Stated task: Identify the line that contains "Mark the boulder" in the material. Output it and every line after it, unchanged, through the end.

[Position identification records]
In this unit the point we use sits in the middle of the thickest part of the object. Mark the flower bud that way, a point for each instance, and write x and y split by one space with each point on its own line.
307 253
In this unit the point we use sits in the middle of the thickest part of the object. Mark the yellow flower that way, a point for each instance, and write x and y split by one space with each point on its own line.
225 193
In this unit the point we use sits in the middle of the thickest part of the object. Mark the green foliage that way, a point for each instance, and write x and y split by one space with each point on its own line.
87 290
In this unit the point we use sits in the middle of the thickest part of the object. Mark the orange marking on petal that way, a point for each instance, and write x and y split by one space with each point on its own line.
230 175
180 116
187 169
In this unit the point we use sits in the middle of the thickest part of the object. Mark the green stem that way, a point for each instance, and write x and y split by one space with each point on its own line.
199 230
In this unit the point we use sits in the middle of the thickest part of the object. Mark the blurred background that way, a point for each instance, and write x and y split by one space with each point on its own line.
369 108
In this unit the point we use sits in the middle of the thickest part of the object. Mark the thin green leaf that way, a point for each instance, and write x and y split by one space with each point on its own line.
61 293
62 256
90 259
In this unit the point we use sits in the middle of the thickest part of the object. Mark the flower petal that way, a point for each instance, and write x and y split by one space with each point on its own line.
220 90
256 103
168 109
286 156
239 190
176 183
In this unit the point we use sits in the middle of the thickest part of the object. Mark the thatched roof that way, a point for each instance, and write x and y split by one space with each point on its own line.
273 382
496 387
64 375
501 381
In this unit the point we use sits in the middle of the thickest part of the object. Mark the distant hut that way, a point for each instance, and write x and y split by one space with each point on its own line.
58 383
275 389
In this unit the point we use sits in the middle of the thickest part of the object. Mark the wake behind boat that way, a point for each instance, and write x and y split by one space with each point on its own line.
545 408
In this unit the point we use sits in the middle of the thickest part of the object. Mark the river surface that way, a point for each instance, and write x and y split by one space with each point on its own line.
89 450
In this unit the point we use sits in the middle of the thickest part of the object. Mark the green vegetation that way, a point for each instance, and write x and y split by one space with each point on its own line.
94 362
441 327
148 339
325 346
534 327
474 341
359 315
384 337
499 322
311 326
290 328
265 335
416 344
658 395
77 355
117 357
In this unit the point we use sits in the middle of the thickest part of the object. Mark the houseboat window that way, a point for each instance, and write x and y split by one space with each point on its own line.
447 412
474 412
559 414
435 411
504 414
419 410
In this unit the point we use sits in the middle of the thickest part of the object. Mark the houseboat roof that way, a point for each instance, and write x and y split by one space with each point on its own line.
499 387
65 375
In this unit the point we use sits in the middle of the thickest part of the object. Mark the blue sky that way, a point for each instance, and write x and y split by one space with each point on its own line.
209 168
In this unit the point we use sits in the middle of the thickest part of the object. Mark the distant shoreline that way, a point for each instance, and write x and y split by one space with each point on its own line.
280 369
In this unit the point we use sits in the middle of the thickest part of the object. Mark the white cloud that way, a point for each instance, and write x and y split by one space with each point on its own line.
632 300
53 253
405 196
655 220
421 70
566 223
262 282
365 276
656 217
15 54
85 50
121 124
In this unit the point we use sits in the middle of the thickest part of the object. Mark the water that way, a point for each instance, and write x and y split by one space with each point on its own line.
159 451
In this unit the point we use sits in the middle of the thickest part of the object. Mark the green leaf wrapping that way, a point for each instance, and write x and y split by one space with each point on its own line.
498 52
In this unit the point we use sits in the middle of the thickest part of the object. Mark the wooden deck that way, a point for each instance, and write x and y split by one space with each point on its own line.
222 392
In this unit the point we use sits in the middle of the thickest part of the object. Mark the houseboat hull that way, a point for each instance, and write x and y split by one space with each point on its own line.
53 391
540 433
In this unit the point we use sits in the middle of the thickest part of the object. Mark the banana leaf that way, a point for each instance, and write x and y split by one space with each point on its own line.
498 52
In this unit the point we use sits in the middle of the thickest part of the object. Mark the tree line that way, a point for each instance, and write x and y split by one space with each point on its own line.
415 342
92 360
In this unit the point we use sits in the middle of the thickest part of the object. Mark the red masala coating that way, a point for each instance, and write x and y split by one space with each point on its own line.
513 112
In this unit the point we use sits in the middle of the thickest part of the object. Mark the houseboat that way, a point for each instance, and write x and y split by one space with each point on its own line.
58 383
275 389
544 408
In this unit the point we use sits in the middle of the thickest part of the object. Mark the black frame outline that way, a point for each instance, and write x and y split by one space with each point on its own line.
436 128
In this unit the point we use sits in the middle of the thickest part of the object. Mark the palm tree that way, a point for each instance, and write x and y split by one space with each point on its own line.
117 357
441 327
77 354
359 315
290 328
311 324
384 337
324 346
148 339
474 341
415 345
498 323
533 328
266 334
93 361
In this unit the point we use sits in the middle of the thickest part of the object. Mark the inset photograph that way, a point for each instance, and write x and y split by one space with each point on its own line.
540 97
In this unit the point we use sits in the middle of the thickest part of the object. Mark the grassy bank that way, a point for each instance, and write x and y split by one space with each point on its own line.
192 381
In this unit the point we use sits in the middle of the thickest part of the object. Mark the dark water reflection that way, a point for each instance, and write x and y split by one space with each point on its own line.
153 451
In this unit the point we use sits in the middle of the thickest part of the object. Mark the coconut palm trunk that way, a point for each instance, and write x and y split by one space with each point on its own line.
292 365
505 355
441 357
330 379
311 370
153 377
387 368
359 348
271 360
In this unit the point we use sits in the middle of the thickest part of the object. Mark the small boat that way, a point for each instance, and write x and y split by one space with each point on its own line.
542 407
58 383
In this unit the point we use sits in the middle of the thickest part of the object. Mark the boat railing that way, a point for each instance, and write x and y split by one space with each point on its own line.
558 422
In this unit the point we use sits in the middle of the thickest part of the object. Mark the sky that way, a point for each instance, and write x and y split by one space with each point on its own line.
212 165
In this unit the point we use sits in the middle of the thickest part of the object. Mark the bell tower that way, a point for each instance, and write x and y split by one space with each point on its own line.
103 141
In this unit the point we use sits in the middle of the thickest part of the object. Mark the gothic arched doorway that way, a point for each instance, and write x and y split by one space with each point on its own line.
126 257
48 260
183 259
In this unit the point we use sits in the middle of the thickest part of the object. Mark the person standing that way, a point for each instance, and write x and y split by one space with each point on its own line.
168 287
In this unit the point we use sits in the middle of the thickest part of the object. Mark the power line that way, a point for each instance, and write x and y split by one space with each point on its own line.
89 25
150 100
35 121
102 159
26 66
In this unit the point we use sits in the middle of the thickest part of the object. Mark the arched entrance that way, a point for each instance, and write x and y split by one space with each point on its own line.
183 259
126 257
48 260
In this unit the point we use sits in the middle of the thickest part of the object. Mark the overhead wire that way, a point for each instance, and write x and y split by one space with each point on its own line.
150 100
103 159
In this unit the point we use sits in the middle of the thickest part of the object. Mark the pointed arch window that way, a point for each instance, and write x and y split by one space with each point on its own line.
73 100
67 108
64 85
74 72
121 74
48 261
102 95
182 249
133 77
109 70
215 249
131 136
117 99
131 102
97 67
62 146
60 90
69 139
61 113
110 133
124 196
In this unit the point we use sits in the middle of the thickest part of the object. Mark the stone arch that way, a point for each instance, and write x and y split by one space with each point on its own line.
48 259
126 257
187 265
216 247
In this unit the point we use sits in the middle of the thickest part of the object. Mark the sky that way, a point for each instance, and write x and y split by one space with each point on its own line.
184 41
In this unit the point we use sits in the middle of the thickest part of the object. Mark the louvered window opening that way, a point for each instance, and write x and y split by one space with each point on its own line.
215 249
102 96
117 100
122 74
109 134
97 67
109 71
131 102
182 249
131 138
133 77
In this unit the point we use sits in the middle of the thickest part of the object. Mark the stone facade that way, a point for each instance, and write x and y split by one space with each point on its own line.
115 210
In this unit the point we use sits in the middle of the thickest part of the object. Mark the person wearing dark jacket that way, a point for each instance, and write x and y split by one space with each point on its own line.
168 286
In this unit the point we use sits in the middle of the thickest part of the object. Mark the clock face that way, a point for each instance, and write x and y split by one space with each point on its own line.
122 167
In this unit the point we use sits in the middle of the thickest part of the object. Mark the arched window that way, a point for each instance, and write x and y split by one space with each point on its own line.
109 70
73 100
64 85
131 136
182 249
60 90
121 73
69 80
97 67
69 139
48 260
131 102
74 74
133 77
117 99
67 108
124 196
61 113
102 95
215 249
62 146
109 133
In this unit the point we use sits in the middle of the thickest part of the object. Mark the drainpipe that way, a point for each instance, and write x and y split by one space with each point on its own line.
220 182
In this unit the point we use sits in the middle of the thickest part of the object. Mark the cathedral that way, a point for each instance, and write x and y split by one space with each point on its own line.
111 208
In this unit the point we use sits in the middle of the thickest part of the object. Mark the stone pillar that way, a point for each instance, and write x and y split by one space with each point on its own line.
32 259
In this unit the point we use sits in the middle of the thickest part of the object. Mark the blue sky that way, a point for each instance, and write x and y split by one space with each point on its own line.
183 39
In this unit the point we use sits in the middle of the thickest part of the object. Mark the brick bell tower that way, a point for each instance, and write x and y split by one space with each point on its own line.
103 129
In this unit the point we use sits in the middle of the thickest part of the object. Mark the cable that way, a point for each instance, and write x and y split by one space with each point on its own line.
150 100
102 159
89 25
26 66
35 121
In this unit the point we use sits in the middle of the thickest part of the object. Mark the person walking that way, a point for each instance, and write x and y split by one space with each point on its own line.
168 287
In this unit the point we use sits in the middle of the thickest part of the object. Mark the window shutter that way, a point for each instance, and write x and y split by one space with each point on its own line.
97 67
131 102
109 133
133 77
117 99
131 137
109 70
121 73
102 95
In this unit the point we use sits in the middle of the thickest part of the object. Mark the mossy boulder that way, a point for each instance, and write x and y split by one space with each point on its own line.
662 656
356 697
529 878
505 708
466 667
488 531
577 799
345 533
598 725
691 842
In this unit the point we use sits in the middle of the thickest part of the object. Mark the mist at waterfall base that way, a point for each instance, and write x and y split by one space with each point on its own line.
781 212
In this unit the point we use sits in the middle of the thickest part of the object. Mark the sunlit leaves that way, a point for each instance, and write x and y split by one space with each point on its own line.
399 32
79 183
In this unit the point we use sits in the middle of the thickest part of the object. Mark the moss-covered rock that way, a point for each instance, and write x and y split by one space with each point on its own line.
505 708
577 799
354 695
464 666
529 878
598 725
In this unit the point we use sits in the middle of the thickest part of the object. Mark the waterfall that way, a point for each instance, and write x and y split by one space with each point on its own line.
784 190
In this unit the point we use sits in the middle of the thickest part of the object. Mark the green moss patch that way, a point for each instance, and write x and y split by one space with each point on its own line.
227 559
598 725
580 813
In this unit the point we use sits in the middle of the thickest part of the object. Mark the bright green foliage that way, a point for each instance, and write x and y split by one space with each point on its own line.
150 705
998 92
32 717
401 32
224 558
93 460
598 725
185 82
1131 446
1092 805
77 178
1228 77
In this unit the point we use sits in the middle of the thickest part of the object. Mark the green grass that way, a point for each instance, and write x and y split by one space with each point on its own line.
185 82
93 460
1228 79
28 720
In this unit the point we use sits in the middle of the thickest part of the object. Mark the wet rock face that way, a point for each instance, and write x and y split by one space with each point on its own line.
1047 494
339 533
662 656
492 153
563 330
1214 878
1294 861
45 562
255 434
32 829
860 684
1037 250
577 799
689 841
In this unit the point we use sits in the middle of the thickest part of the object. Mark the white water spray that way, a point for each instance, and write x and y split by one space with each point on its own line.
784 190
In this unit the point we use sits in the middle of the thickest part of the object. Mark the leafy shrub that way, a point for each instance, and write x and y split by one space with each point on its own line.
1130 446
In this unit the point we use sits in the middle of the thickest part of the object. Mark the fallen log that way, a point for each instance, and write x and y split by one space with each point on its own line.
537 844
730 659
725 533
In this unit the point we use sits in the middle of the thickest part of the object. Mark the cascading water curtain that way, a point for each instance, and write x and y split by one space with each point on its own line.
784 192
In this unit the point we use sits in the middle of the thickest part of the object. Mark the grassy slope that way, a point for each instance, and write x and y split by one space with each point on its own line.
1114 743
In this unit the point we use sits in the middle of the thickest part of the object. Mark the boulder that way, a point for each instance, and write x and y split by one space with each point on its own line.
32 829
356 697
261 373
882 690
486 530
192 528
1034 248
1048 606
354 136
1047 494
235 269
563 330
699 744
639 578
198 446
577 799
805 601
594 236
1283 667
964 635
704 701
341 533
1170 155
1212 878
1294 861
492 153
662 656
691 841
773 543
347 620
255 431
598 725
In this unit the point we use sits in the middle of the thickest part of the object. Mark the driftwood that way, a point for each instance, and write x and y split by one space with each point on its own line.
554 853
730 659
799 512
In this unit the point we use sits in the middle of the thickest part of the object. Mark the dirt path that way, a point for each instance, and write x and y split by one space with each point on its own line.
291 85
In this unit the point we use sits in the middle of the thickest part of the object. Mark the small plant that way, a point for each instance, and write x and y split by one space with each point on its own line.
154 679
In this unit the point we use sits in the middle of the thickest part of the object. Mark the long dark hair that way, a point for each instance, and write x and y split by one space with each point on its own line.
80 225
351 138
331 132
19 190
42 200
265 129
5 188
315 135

Answer to the problem:
In this unit the point we use sits in the middle of the thickest part of the object. Mark the boulder that way, a point for each instance, and write x and y split by one space with each point on its own line.
32 829
356 697
261 373
882 690
486 530
192 528
1034 248
1048 606
354 136
1047 494
235 269
563 330
699 744
639 578
198 446
577 799
805 601
594 236
1283 667
964 635
704 701
341 533
1170 155
1212 878
1294 861
492 153
662 656
691 841
773 543
347 620
255 431
598 725
In this unit the point we use sits in the middle of the thickest part of the object. Mark the driftwood that way, a point for each instance, and write x and y split by one space with each point on its own line.
554 853
730 659
799 512
In this unit the point we use sits in the middle of the thickest part of the object. Mark the dirt path that way, a point for each instance, and write x and y split by one space with each point on its own line.
291 85
In this unit the point we use sits in the middle of the thickest part of the object. Mark the small plant that way, a point for each instance, and write x and y split by one space with each point on its own line.
154 679
In this unit the point we use sits in the middle of the thickest part of the object. Mark the long dark hair that way, a point for each instance, and write x and y split by one space with each point on its own line.
80 225
351 138
331 132
19 190
42 200
265 129
5 188
315 135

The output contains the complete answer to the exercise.